**WHAT IS REQUIRED**
Extract each row below that contains the string "eyeglasses", copying the row in full. Treat uppercase and lowercase letters as distinct when matching.

------------------------------------------------------------------------

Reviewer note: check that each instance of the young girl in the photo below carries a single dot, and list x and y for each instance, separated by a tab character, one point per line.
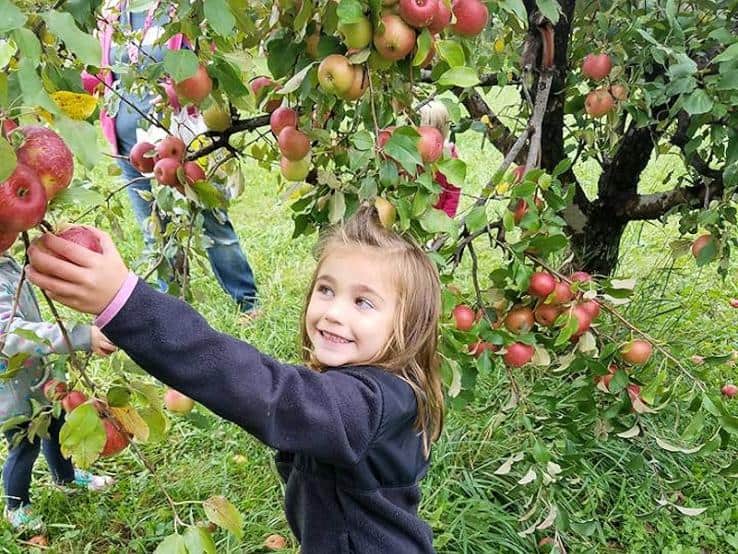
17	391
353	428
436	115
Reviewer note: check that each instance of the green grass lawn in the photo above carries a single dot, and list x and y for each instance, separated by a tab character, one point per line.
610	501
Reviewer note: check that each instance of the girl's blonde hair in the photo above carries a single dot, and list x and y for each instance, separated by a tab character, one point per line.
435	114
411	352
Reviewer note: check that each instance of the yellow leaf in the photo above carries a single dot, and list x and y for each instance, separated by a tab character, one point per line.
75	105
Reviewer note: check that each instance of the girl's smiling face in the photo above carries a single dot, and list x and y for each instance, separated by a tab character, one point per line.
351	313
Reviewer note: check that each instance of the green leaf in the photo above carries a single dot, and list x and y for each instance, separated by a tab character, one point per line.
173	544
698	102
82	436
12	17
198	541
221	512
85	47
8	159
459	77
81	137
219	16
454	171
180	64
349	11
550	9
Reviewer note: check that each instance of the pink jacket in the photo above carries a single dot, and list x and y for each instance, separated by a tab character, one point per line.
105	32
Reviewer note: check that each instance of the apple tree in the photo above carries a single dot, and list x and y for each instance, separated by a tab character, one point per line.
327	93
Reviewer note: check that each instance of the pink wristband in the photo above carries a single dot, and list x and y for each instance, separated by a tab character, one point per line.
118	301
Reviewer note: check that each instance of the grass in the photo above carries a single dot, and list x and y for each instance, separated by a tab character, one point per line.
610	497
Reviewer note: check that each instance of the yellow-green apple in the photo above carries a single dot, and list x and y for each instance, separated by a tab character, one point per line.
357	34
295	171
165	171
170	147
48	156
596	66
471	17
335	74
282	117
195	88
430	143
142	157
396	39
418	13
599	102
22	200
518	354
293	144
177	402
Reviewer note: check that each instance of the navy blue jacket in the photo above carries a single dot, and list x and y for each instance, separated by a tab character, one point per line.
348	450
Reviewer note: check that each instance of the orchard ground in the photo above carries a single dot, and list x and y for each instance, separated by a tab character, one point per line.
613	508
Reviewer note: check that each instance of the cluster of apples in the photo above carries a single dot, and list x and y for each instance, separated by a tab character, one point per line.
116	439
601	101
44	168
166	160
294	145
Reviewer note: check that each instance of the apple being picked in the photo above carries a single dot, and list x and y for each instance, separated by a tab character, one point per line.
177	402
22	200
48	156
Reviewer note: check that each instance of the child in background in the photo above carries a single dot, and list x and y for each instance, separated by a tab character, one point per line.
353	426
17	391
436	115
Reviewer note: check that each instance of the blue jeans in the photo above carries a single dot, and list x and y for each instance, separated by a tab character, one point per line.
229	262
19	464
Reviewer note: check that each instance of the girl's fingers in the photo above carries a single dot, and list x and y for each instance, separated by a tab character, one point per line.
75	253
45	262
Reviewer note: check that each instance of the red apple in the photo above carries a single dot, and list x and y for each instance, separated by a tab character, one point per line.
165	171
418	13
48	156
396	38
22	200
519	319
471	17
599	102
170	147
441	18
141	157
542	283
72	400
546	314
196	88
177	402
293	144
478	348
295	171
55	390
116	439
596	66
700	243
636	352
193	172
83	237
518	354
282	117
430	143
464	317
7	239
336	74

------------------------------------------------------------------------

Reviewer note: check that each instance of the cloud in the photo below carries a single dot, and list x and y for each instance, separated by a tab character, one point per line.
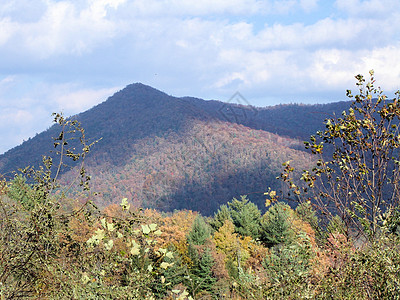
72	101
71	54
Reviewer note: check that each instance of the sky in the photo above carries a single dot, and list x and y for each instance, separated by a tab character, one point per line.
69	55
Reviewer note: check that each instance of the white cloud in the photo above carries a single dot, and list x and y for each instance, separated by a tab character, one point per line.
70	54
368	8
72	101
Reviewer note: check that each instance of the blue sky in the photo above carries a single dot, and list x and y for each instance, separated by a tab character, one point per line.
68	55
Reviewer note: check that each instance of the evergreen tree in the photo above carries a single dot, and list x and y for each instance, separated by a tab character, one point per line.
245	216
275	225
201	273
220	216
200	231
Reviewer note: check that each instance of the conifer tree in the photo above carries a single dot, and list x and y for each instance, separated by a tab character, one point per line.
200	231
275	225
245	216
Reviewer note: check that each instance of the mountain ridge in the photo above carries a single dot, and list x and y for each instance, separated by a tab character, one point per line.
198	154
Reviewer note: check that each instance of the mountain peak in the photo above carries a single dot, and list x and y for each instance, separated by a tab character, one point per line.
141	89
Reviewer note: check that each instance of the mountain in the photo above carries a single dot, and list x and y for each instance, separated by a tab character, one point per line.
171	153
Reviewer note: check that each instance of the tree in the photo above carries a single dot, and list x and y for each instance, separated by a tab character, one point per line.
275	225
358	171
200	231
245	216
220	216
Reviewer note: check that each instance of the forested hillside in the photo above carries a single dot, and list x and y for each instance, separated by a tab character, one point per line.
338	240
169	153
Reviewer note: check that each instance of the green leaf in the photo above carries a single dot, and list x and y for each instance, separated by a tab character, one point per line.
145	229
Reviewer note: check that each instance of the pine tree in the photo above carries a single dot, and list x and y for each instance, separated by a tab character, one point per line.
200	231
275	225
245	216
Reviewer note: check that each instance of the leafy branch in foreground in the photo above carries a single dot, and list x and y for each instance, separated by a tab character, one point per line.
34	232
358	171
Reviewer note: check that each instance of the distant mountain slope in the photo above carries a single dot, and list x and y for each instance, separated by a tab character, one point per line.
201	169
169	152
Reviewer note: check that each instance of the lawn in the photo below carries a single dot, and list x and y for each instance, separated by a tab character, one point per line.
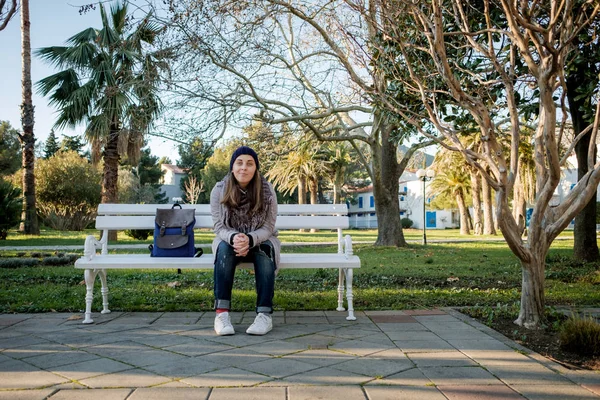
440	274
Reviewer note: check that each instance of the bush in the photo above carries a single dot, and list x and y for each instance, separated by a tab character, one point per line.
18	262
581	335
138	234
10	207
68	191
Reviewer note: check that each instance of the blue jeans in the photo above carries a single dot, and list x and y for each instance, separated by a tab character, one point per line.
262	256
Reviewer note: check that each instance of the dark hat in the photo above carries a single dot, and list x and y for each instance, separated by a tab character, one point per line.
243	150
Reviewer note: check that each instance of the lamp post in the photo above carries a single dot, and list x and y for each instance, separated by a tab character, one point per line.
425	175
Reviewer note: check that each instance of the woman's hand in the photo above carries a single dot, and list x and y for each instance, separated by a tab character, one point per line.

------------------------------------------------------------------------

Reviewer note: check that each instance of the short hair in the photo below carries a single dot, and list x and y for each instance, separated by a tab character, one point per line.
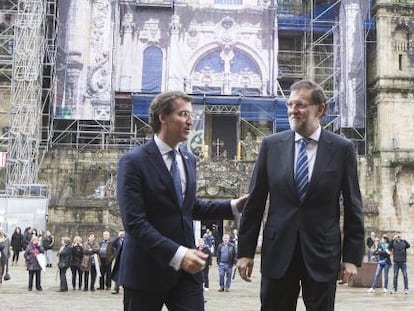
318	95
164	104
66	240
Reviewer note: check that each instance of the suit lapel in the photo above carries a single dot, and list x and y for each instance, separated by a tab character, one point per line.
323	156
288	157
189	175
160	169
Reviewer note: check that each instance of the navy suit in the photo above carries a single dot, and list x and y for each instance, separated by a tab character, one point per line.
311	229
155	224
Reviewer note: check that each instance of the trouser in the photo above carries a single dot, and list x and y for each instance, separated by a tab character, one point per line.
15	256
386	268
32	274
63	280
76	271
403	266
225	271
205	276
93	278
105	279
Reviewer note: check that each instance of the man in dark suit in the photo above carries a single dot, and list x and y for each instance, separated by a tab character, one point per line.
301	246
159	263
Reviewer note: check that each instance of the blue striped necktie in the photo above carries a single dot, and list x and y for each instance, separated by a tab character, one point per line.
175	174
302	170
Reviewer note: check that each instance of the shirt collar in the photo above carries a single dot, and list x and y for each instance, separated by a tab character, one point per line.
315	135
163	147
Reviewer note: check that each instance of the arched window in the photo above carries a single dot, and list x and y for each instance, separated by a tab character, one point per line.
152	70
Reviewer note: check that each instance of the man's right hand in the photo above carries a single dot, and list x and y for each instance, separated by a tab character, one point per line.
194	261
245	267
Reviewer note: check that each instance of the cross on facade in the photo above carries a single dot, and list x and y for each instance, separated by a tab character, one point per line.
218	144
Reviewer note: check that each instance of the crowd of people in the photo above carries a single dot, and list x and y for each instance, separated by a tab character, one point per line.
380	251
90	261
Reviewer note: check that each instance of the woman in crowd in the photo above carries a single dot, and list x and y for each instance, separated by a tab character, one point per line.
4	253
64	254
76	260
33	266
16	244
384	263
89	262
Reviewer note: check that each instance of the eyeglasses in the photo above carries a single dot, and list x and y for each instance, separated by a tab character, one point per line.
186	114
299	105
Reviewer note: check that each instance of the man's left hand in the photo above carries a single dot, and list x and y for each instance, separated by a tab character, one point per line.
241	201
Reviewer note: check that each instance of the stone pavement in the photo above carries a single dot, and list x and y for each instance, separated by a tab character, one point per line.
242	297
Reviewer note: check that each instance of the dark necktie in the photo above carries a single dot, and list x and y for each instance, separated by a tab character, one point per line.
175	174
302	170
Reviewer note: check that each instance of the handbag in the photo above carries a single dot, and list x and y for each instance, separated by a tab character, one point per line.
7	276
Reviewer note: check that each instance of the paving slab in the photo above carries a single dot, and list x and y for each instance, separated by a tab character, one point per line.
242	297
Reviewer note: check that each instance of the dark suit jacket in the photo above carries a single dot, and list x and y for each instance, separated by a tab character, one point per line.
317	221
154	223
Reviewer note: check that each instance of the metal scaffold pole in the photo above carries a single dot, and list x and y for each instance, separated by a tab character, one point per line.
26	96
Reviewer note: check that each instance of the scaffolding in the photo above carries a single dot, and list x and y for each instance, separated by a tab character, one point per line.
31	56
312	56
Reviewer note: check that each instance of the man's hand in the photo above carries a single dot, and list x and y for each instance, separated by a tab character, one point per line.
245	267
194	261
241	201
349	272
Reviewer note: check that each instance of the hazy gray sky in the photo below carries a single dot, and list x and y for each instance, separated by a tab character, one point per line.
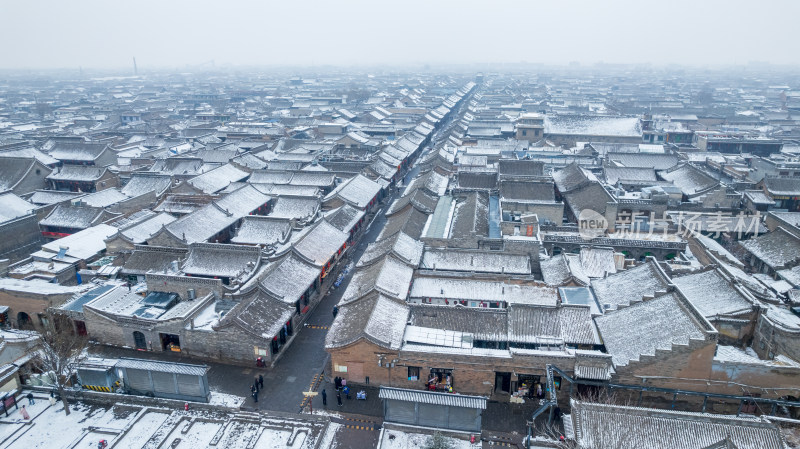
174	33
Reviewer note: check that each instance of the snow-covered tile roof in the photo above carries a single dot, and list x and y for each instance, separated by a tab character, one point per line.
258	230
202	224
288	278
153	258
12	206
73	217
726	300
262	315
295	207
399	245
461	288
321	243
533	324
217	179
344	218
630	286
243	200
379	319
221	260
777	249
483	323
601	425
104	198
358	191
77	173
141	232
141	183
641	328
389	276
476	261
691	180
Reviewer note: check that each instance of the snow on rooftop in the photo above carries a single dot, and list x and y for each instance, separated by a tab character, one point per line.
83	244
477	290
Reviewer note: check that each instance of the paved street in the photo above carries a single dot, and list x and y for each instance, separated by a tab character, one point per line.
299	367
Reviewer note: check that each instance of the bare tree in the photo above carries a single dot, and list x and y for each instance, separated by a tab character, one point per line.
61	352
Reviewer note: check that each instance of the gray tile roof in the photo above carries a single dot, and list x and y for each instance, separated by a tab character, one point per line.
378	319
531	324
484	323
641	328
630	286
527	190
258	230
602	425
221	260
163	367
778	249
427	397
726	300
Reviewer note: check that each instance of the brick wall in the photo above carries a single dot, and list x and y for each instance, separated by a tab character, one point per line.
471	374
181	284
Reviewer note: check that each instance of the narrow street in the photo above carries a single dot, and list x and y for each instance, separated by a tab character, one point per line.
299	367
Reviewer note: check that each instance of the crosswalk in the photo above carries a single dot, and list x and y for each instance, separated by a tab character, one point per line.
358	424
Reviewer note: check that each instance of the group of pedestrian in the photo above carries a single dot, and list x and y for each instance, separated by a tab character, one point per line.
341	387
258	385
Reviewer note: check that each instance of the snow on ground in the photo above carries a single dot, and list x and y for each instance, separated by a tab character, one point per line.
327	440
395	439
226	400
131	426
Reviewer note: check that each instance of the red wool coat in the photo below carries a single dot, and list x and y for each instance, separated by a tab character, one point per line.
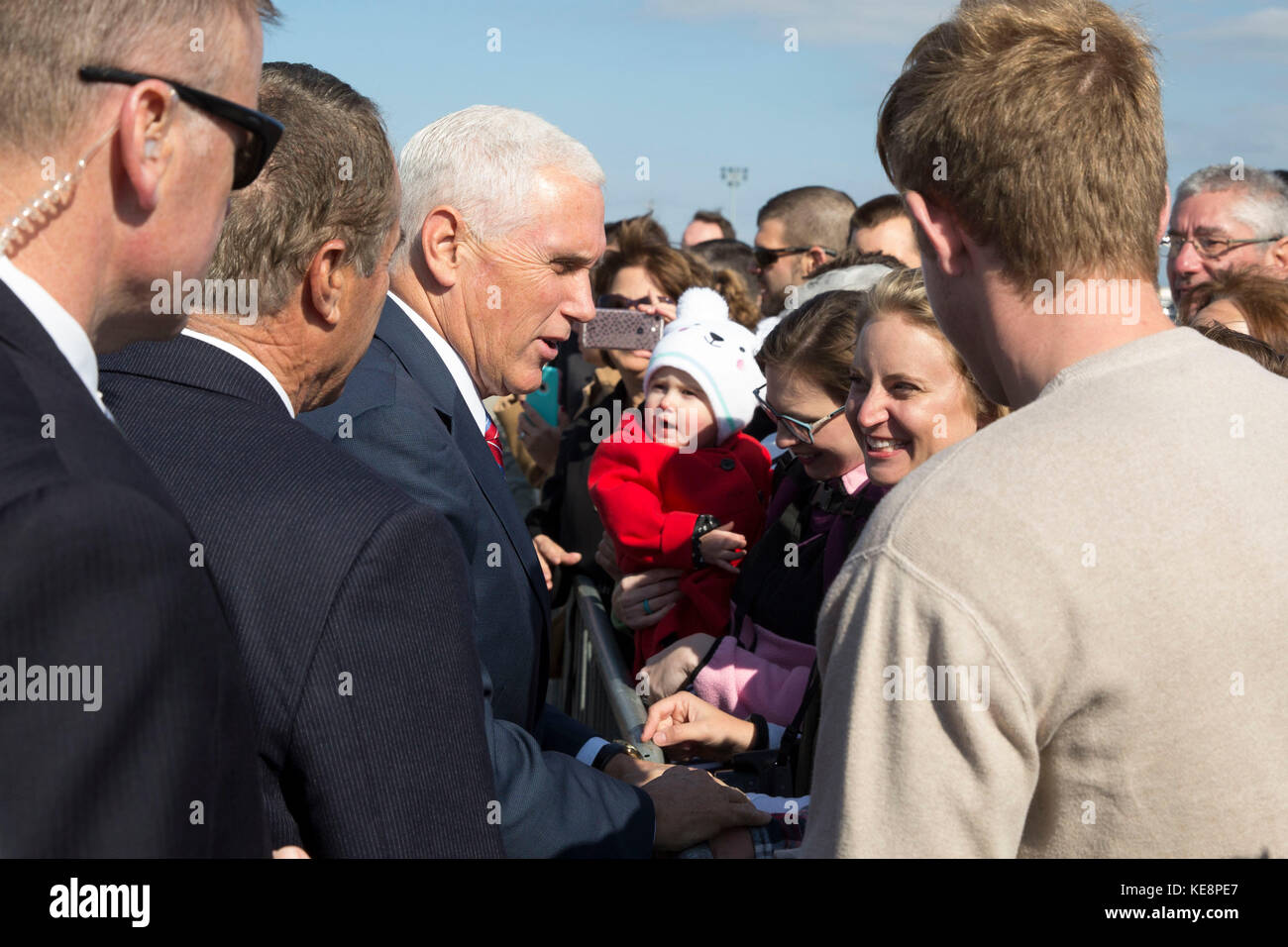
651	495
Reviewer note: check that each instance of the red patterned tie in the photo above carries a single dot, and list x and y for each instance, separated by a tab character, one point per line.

------------------------------------------------------------------------

**FULL ANSWER**
Reviewer note: check that each instance of the eyeglasses in the photo above carries a single dot, and list x and y for each instance, separated by a tab character, one point per line.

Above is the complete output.